Items listed in a dataset
## start
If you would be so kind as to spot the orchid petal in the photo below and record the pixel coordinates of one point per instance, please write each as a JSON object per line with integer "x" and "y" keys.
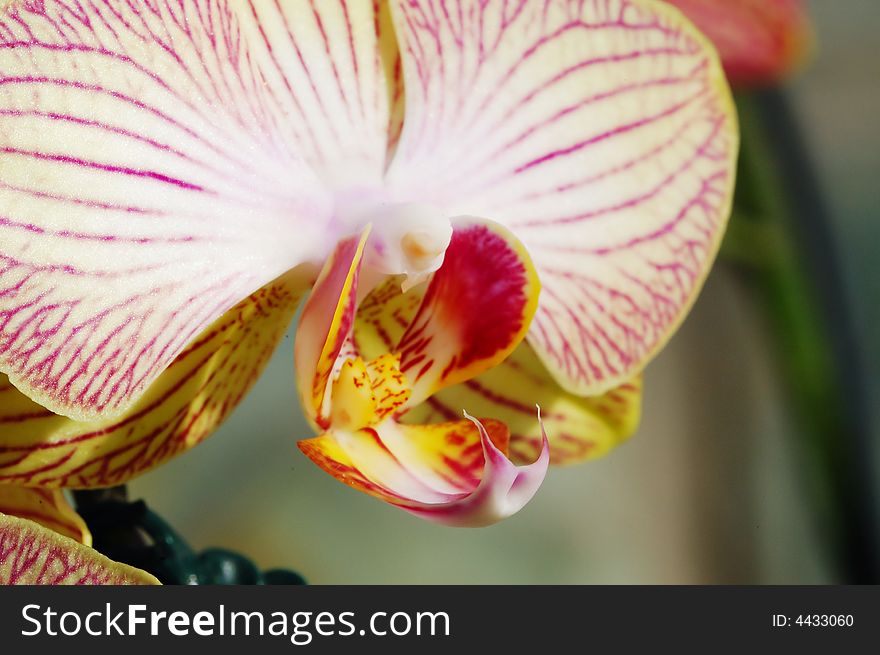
{"x": 760, "y": 41}
{"x": 602, "y": 133}
{"x": 335, "y": 71}
{"x": 454, "y": 473}
{"x": 325, "y": 324}
{"x": 179, "y": 410}
{"x": 475, "y": 311}
{"x": 579, "y": 428}
{"x": 160, "y": 162}
{"x": 31, "y": 554}
{"x": 48, "y": 507}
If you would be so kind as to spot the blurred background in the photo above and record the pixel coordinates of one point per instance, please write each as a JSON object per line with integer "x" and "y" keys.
{"x": 740, "y": 472}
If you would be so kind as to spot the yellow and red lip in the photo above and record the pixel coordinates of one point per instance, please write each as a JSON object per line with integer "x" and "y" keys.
{"x": 474, "y": 312}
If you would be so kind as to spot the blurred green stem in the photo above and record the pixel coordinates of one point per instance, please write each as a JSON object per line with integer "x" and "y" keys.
{"x": 779, "y": 235}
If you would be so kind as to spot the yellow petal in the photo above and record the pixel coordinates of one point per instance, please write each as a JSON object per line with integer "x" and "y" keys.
{"x": 33, "y": 555}
{"x": 48, "y": 507}
{"x": 183, "y": 407}
{"x": 578, "y": 428}
{"x": 326, "y": 323}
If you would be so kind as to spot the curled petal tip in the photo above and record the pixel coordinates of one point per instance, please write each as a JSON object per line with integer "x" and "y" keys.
{"x": 503, "y": 490}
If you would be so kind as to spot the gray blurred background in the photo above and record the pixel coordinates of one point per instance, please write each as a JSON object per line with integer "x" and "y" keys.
{"x": 712, "y": 489}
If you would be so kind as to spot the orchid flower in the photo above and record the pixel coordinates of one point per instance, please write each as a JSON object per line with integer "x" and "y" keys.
{"x": 760, "y": 41}
{"x": 175, "y": 175}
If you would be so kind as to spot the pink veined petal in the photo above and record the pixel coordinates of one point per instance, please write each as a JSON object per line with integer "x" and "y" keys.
{"x": 31, "y": 554}
{"x": 602, "y": 133}
{"x": 333, "y": 69}
{"x": 158, "y": 163}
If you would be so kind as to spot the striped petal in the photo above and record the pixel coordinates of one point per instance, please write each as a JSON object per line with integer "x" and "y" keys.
{"x": 33, "y": 555}
{"x": 602, "y": 133}
{"x": 578, "y": 428}
{"x": 455, "y": 473}
{"x": 48, "y": 507}
{"x": 333, "y": 67}
{"x": 184, "y": 406}
{"x": 760, "y": 41}
{"x": 161, "y": 161}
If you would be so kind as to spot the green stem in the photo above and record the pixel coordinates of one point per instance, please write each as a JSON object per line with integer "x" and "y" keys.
{"x": 775, "y": 203}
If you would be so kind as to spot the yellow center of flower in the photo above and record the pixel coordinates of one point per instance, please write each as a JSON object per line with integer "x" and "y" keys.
{"x": 365, "y": 393}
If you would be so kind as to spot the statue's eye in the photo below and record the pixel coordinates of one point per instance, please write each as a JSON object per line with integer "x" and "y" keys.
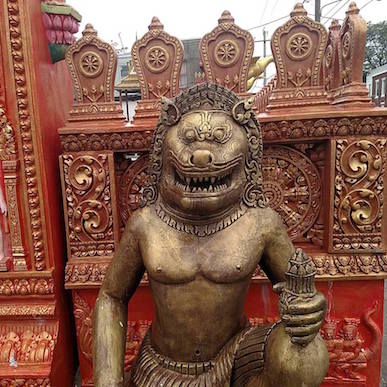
{"x": 190, "y": 134}
{"x": 219, "y": 134}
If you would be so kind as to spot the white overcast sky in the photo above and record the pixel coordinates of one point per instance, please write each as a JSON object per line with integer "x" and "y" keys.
{"x": 192, "y": 19}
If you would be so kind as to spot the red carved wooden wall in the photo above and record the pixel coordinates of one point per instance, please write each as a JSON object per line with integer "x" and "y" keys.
{"x": 324, "y": 170}
{"x": 36, "y": 335}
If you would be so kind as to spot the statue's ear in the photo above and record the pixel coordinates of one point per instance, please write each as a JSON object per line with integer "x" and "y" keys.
{"x": 170, "y": 114}
{"x": 242, "y": 111}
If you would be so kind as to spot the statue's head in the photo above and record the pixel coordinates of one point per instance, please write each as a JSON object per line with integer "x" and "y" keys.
{"x": 206, "y": 154}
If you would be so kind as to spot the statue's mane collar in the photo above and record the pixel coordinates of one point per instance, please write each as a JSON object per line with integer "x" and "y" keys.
{"x": 210, "y": 97}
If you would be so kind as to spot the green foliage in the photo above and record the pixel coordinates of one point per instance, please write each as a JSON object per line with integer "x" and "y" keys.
{"x": 376, "y": 46}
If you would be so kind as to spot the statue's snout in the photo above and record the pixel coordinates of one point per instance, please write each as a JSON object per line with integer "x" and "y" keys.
{"x": 202, "y": 158}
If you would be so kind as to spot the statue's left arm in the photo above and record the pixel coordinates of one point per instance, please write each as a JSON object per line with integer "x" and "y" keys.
{"x": 111, "y": 310}
{"x": 303, "y": 318}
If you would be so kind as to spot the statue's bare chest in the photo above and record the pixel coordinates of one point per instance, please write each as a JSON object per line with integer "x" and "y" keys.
{"x": 172, "y": 256}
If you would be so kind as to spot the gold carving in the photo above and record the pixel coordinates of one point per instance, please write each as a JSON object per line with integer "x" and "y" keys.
{"x": 226, "y": 52}
{"x": 299, "y": 46}
{"x": 157, "y": 59}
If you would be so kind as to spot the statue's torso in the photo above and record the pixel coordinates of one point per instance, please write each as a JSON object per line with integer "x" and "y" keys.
{"x": 199, "y": 284}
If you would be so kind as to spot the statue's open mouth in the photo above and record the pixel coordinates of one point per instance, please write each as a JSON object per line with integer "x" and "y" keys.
{"x": 211, "y": 183}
## end
> BRIEF
Lay out all of the data above as a two-column CSV file with the headers "prompt" and "points", one row per request. Place the request text and its answer each in a single quoted field with line breaks replaced by spaces, and omit the pictures.

> TASK RESPONSE
prompt,points
"If you would be so kind as to spot the orchid petal in the photo below and record the pixel coordinates of one point per instance, please write each as a JSON object per line with integer ""x"" and ""y"" keys.","{""x"": 760, ""y"": 41} {""x"": 602, ""y"": 133} {""x"": 335, ""y"": 71} {""x"": 454, ""y"": 473} {""x"": 325, ""y"": 324} {""x"": 179, ""y"": 410} {""x"": 475, ""y"": 311} {""x"": 579, ""y"": 428} {""x"": 160, ""y"": 162} {""x"": 31, ""y"": 554} {""x"": 48, ""y"": 507}"
"If you would be so kind as to spot the blurred background in the photo above and record the pixel coordinates of one point per instance, please write each as a JSON object per line with integer ""x"" and ""y"" keys.","{""x"": 740, ""y"": 472}"
"If you would be so kind as to spot the yellow and red lip in the photo above and record the pixel coordinates of one point per instance, please write each as a JSON object per line with integer ""x"" and ""y"" keys.","{""x"": 474, ""y"": 312}"
"If you would be so kind as to spot the blurred green stem in the photo above and record the pixel coordinates of one point per instance, please write each as a JSON object per line with integer ""x"" and ""y"" keys.","{""x"": 779, ""y"": 235}"
"If you would be so kind as to spot the yellow petal in the photo above and record the pixel coordinates of one point per instance, please write each as a JSON object per line with integer ""x"" and ""y"" keys.","{""x"": 33, ""y"": 555} {""x"": 48, ""y"": 507} {""x"": 183, ""y"": 407} {""x"": 578, ""y"": 428} {""x"": 326, ""y"": 323}"
"If you would be so kind as to spot the curled petal tip in the photo above and record the pixel coordinates of one point per instance, please write each as a JSON object per line with integer ""x"" and ""y"" keys.","{""x"": 503, ""y"": 490}"
"If you would be so kind as to spot the gray blurred background in the photo above and record the pixel coordinates of one point per instance, please write each as a JSON object per line with integer ""x"" and ""y"" keys.","{""x"": 712, ""y"": 489}"
"If you would be so kind as to spot the orchid flower in the photo above and record the pixel coordinates of one point per instance, please write each as a JSON object per line with integer ""x"" and ""y"" keys.","{""x"": 760, ""y"": 41} {""x"": 175, ""y"": 175}"
"If you would be so kind as to spot the pink veined petal in the photo above and record the pixel coordinates of one point per instance, please write each as a JSON object per line with integer ""x"" and ""y"" keys.","{""x"": 31, ""y"": 554} {""x"": 602, ""y"": 133} {""x"": 333, ""y"": 69} {""x"": 158, ""y"": 163}"
"If you would be so kind as to spot the striped petal in the photo above and record the pixel coordinates of one point per instance, please write each as a JSON object per line with integer ""x"" and ""y"" keys.","{""x"": 33, ""y"": 555} {""x"": 602, ""y"": 133} {""x"": 578, ""y"": 428} {""x"": 455, ""y"": 473} {""x"": 48, ""y"": 507} {""x"": 333, ""y"": 67} {""x"": 184, ""y"": 406} {""x"": 760, ""y"": 41} {""x"": 161, ""y"": 161}"
"If you would be so kind as to spot the green stem in the photo above and record the pixel coordinates of one point per instance, please write each as a JSON object per line with integer ""x"" and ""y"" keys.","{""x"": 775, ""y"": 203}"
"If you would be so kind as to spot the yellow center of flower in the photo above and record the pixel coordinates of one point per instance, please write each as a JSON object per line with integer ""x"" and ""y"" keys.","{""x"": 365, ""y"": 393}"
"If you would be so kind as to spot the statue's eye in the photo below and record the pixel coordinates of one point per instance, please write each as a JSON object per line with integer ""x"" and ""y"" keys.","{""x"": 190, ""y"": 134} {""x"": 219, ""y"": 134}"
"If you would be so kind as to spot the white overcast sky in the photo above and record the pixel coordinates of one point per instance, please write each as a JSON object per line with integer ""x"" and ""y"" keys.","{""x"": 192, ""y"": 19}"
"If you would be so kind as to spot the red carved wooden wall in the photo above and record the pixel coordinates of one point per instance, please write each as a JSON object per line with integer ""x"" and ""y"" keys.","{""x"": 324, ""y"": 170} {""x"": 36, ""y"": 335}"
"If you would be so kind as to spot the statue's ear in the photo above and record the pixel coordinates of one point per instance, please write each as a JSON object per line with integer ""x"" and ""y"" keys.","{""x"": 170, ""y"": 114} {""x"": 242, ""y"": 111}"
"If you would be so kind as to spot the statue's head in the photo above and record the pixel coordinates of one point per instance, please write each as a JSON object per line with integer ""x"" and ""y"" keys.","{""x"": 206, ""y"": 154}"
"If you would be so kind as to spot the statue's mane collar in the photo above and record the pixel coordinates of one point per instance, please write each as a JSON object per line with integer ""x"" and ""y"" keys.","{""x"": 210, ""y"": 97}"
"If you would be so kind as to spot the green foliage in the photo above and record the pixel coordinates of one point per instance, please write each as a JSON object per line with integer ""x"" and ""y"" keys.","{""x"": 376, ""y"": 46}"
"If you would be so kind as to spot the statue's snout in the photo above and record the pixel coordinates of one point per instance, please write each as a JSON object per line with integer ""x"" and ""y"" keys.","{""x"": 202, ""y"": 158}"
"If you would be so kind as to spot the statue's left arm in the photo above and record the pixel coordinates of one point per instance, please write each as a JSON object per line with integer ""x"" and ""y"" keys.","{""x"": 111, ""y"": 310} {""x"": 303, ""y"": 318}"
"If you would be so kind as to spot the statue's bare chest in the photo above and record the pixel coordinates of one point per instance, please write each as a JSON object per line with integer ""x"" and ""y"" keys.","{""x"": 172, ""y"": 256}"
"If you would be so kind as to spot the gold carving in the photo above and record the pixel coordinates of one point per instance, please write each as a JSON object per line with integer ""x"" and ""y"" keys.","{""x"": 226, ""y"": 52} {""x"": 299, ""y"": 46} {""x"": 157, ""y"": 59}"
"If you would be so kind as to spot the statue's torso in the photo above and record the pixel coordinates of one point per instance, please write each as a JSON object per line with integer ""x"" and ""y"" keys.","{""x"": 199, ""y"": 284}"
"If you would be so kind as to spot the statue's open mouth in the photo above and record the pixel coordinates of one point per instance, please write each as a JSON object per line with integer ""x"" and ""y"" keys.","{""x"": 211, ""y"": 183}"